▶ **SELECTED EXCERPT**:
··········
# need info on how to find a good semi-auto .45 ACP



## jhuneycutt (Dec 13, 2011)

Looking to get a semi-automatic .45 ACP,can anyone give me advice on how to find a good gun?


----------



## loper (Nov 5, 2011)

Read thru some of the threads here, and see what people are liking, or having problems with. Examine your budget, so you don't waste a lot of time gathering info about something you either can't afford, or just don't want to spend that much money on.
Once you have your choices narrowed down, go to a gun store and handle each of your choices, and see what you like best. If the store has a range and will let you rent and fire the guns, by all means do so.
Personally, I'm a 1911 guy, and I've had really good results with my Springfield. 
Hard to go wrong with Colt, Springfield, Kimber, or Rock Island. I don't have any personal experience with the Ruger, S&W, or new Remington 1911's.


----------



## T-55A5 (Apr 27, 2011)

If you are looking for a compact, a Glock 30 is a good gun


----------



## ponzer04 (Oct 23, 2011)

that would depend on your definition of good. my opinion goes to the 1911 (Colt or Sig Sauer).


----------



## T-55A5 (Apr 27, 2011)

ponzer04 said:


> that would depend on your definition of good. my opinion goes to the 1911 (Colt or Sig Sauer).


Lite weight, accurate, low recoil (for a .45), 10rd mag


----------



## Overkill0084 (Nov 28, 2010)

What is your intended use? 
What is your budget?


----------



## usmcj (Sep 23, 2011)

*Buying a Used Semi-Automatic Pistol*

_by Patrick Sweeney_

Buying a used pistol for defense is not difficult. It just takes some persistence and a bit of work.

There are two easy ways to stay safe: shop at a store you know with a good reputation, and buy a model you are familiar with. Buying from someone you met at a gun show can net you a deal. Or a bench queen. Also, if you have no familiarity with a model (Glocks, Sigs, 1911s) then you have to do your homework before buying one. Otherwise you risk finding later you've bought something that seemed like a deal but wasn't.

First, open it to make sure it is unloaded, then give it a look-over to see if it has been abused. I call this the "hammer marks and tire tracks" test. Literal hammer marks, file marks, etc. should be automatic cause for rejection. (Unless what you're looking for is a gunsmithing project, in which case it may be perfect.) Are all the external parts on it factory, or have some been replaced with aftermarket ones? Open the action and lock it open. Is there daylight coming down the bore? (I kid you not, check for this.) Does the bore look clean and shiny? If not, ask for a brush or patched rod to clean it. If the seller assures you "It will clean up fine" ask again. If he has none, put it down and walk away.
··········
▶ **WRITTEN INSTRUCTION**:
Pick up the forum thread on choosing a semi-automatic .45 ACP pistol right after its final sentence and keep it going.
··········
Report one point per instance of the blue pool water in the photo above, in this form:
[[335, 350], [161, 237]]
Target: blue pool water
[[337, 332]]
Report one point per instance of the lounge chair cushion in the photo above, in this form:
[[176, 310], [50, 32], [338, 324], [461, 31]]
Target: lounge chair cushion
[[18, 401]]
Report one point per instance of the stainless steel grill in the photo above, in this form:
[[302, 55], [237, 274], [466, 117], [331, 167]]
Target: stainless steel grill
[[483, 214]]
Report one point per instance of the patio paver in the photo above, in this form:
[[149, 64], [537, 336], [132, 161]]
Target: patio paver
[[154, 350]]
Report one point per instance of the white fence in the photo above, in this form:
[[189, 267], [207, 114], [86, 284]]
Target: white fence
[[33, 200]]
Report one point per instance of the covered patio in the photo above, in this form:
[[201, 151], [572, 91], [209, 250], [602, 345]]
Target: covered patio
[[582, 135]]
··········
▶ **ANSWER TO THIS TASK**:
If you've gotten this far, ask if dry-firing is OK. If not, again, walk on. Any pistol you are considering for defense is one that will be up to the challenge of being dry-fired. If it isn't you shouldn't be looking at it. If the seller is against dry-firing, take a hike. If he truly believes it is bad, you won't change his mind. If he's trying to hide something, he'll never agree that dry-firing that particular model is OK. If at this point you get the impression that I do a lot of walking at gun shops, gun shows, and dealer get-togethers, you're right. Not only does it reduce the odds I'll pick a lemon, it improves my negotiating position. As many gun shows now either insist or encourage the use of cable ties to keep actions closed, you'll have to get the seller to cut the tie off. In gun shops, that won't be a problem. If the seller tells you that you cannot cut the tie until after you buy, walk not just from the table but out of the show. Tell the ticket-taker on your way out why you're leaving, and that you won't be back.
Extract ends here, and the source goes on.